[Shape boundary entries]
___
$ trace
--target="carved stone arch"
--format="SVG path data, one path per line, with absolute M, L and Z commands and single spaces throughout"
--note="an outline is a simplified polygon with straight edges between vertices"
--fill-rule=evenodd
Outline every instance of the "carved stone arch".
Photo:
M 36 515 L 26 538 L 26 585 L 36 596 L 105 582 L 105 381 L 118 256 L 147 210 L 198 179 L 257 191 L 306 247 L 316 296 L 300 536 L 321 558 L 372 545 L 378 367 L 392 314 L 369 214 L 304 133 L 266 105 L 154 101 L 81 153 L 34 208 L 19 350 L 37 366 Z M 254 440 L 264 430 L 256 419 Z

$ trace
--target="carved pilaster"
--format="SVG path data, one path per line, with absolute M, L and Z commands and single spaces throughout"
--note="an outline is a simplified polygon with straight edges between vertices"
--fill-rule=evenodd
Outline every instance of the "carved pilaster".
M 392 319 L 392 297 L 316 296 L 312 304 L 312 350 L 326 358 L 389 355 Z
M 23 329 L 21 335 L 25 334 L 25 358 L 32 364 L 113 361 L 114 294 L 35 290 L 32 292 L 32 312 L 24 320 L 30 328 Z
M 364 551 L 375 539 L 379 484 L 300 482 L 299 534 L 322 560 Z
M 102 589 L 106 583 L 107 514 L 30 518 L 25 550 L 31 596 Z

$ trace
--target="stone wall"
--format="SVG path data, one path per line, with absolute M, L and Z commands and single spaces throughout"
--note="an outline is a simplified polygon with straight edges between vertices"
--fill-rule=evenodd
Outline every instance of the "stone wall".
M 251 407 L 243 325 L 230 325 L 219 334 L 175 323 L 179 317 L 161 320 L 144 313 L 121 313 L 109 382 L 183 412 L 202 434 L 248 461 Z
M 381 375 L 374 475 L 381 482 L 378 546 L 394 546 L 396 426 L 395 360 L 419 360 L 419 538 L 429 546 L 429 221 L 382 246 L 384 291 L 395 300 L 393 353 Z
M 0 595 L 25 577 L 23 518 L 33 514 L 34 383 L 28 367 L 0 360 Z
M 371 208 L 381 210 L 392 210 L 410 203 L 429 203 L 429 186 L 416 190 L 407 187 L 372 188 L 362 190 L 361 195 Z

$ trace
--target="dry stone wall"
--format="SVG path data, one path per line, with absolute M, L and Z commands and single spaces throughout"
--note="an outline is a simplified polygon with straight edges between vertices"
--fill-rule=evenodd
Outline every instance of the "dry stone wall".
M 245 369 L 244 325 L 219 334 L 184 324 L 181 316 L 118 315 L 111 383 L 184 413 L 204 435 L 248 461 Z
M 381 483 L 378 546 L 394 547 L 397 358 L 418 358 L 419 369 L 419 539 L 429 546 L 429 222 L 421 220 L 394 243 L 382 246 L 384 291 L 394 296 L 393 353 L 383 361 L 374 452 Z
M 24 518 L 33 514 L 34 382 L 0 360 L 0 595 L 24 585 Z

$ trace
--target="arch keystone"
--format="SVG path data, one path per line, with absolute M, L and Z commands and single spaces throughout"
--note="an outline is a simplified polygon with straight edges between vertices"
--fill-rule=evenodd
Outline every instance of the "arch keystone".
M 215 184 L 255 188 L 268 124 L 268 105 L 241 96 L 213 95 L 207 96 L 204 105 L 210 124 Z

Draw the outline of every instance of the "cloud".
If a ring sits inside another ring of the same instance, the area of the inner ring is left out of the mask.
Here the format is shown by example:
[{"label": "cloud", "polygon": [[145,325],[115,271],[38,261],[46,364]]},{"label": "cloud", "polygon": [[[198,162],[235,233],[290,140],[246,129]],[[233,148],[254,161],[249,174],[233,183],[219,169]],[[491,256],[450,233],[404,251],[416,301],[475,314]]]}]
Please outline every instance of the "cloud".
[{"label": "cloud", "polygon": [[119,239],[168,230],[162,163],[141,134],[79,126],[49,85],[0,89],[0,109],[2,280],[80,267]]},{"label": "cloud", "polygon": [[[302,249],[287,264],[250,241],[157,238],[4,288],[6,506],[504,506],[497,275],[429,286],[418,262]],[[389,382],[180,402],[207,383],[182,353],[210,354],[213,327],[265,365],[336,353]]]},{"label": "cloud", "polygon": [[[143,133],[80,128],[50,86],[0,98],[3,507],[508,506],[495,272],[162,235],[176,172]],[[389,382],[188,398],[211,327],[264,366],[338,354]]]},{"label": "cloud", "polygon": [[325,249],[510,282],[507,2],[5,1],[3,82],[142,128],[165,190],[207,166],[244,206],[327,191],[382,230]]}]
___
* Your objective *
Copy every line verbatim.

* Problem solution *
$ trace
--target="carved stone arch"
--format="SVG path data, one path per line, with absolute M, L and Z commands and single spaces throughout"
--note="an outline is a simplified polygon with straight edges between vertices"
--fill-rule=evenodd
Outline every instance of the "carved stone arch".
Photo:
M 36 515 L 26 538 L 26 585 L 36 596 L 105 582 L 105 381 L 118 256 L 147 210 L 198 179 L 257 191 L 306 247 L 316 296 L 300 536 L 321 558 L 372 545 L 378 367 L 392 314 L 369 214 L 304 133 L 266 105 L 154 101 L 81 153 L 34 208 L 19 350 L 37 366 Z M 254 440 L 264 430 L 256 419 Z

$ trace
--target="carved pilaster"
--format="SVG path data, one path per line, with absolute M, L and Z commands and single spaces throughout"
--note="an outline is a simplified polygon with straight edges between vertices"
--fill-rule=evenodd
Outline every instance of the "carved pilaster".
M 392 319 L 392 297 L 316 296 L 312 304 L 312 350 L 326 358 L 389 355 Z
M 23 329 L 21 335 L 25 334 L 25 358 L 32 364 L 113 361 L 114 294 L 35 290 L 32 292 L 32 312 L 24 320 L 30 328 Z
M 364 551 L 375 539 L 379 484 L 300 482 L 299 534 L 322 560 Z
M 102 589 L 106 583 L 107 514 L 30 518 L 25 550 L 31 596 Z

$ trace
--target="stone wall"
--format="SVG path data, one path per line, with absolute M, L and Z commands and single spaces throughout"
--note="an outline is a simplified polygon with straight edges between vertices"
--fill-rule=evenodd
Outline every instance of the "stone wall".
M 251 407 L 243 325 L 230 325 L 219 334 L 175 323 L 179 317 L 161 320 L 144 313 L 121 313 L 109 382 L 183 412 L 202 434 L 248 461 Z
M 381 375 L 374 475 L 381 482 L 378 546 L 394 546 L 396 426 L 395 360 L 419 360 L 419 538 L 429 546 L 429 221 L 382 246 L 384 291 L 395 300 L 393 353 Z
M 0 595 L 25 577 L 23 518 L 33 514 L 34 383 L 28 367 L 0 360 Z
M 371 208 L 381 210 L 392 210 L 410 203 L 429 203 L 429 186 L 416 190 L 407 187 L 372 188 L 362 190 L 361 195 Z

$ trace
--target="dry stone wall"
--format="SVG path data, one path per line, with absolute M, L and Z commands and single spaces throughout"
--note="an outline is a simplified polygon with straight edges between vertices"
--fill-rule=evenodd
Outline every instance of the "dry stone wall".
M 245 369 L 244 325 L 219 334 L 184 324 L 181 316 L 118 315 L 111 383 L 184 413 L 204 435 L 248 461 Z
M 381 483 L 378 546 L 394 547 L 397 358 L 418 358 L 419 369 L 419 539 L 429 546 L 429 222 L 421 220 L 394 243 L 382 246 L 384 291 L 394 296 L 393 353 L 383 361 L 374 452 Z
M 24 518 L 33 514 L 34 382 L 0 360 L 0 595 L 24 585 Z

$ trace
--target="arch keystone"
--format="SVG path data, one path per line, with absolute M, L and Z commands and single spaces throughout"
--note="an outline is a simplified polygon with straight edges between vertices"
--fill-rule=evenodd
Outline every instance of the "arch keystone".
M 215 184 L 255 188 L 268 124 L 268 105 L 241 96 L 213 95 L 207 96 L 204 105 L 210 124 Z

Draw the outline of every instance of the "cloud".
If a ring sits inside another ring of the same instance, the area of the inner ring is left out of the mask.
Here the format is shown by example:
[{"label": "cloud", "polygon": [[145,325],[115,271],[38,261],[46,364]]},{"label": "cloud", "polygon": [[[198,162],[235,233],[290,140],[246,129]],[[233,148],[254,161],[249,174],[233,183],[219,169]],[[491,256],[450,233],[404,251],[416,301],[475,314]]]}]
Please outline every instance of the "cloud".
[{"label": "cloud", "polygon": [[119,239],[168,230],[162,163],[141,134],[79,126],[49,85],[0,89],[0,109],[2,280],[80,267]]},{"label": "cloud", "polygon": [[[302,249],[287,264],[250,241],[157,238],[4,288],[6,506],[504,506],[497,275],[429,286],[418,262]],[[389,382],[180,402],[207,383],[182,353],[210,354],[213,327],[265,365],[336,353]]]},{"label": "cloud", "polygon": [[[143,133],[80,128],[50,86],[0,98],[3,507],[508,506],[495,272],[162,235],[176,172]],[[389,382],[188,398],[211,327],[264,366],[338,354]]]},{"label": "cloud", "polygon": [[325,249],[510,282],[507,2],[5,1],[3,82],[142,128],[165,190],[207,166],[244,206],[327,191],[382,230]]}]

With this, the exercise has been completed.